Data supplied:
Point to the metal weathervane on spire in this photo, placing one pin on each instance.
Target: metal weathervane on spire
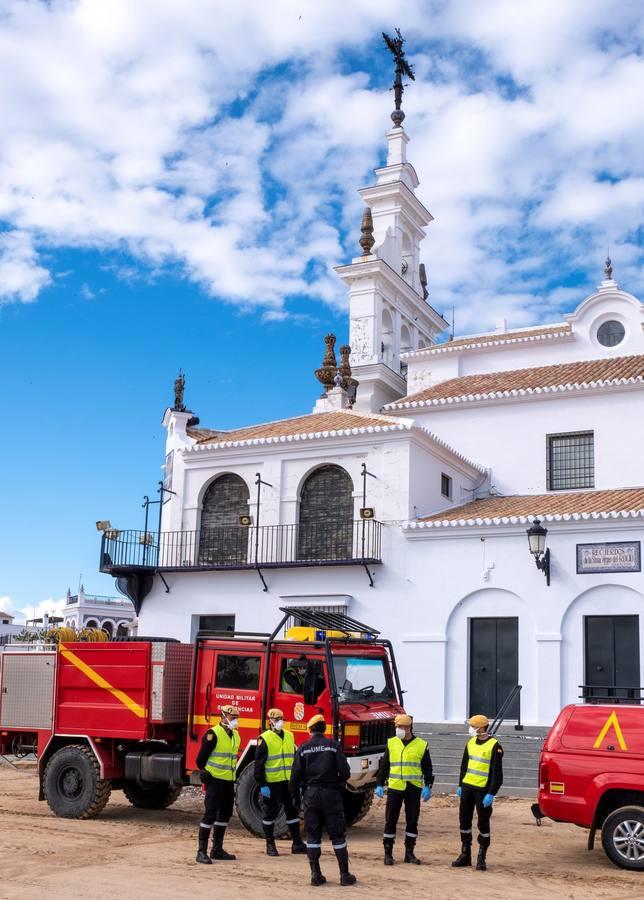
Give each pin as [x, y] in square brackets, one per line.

---

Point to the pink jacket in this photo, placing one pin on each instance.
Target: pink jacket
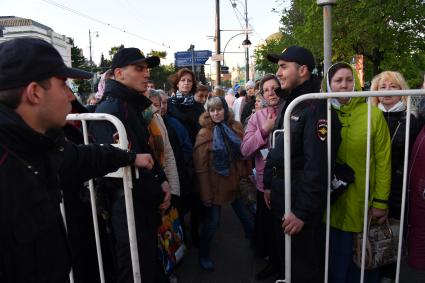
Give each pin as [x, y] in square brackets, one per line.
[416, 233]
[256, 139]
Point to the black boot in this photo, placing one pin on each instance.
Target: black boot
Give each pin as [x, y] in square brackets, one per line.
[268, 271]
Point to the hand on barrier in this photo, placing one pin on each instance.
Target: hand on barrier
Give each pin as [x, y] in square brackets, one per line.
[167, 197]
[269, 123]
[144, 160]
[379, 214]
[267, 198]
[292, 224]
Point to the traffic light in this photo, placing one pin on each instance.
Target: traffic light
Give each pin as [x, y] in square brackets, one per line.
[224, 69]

Work instructions:
Copy out each line in the items above that includes the string "boot".

Exercise answer:
Point to the black boot in this photo, placing one pin on each instance.
Target: black boot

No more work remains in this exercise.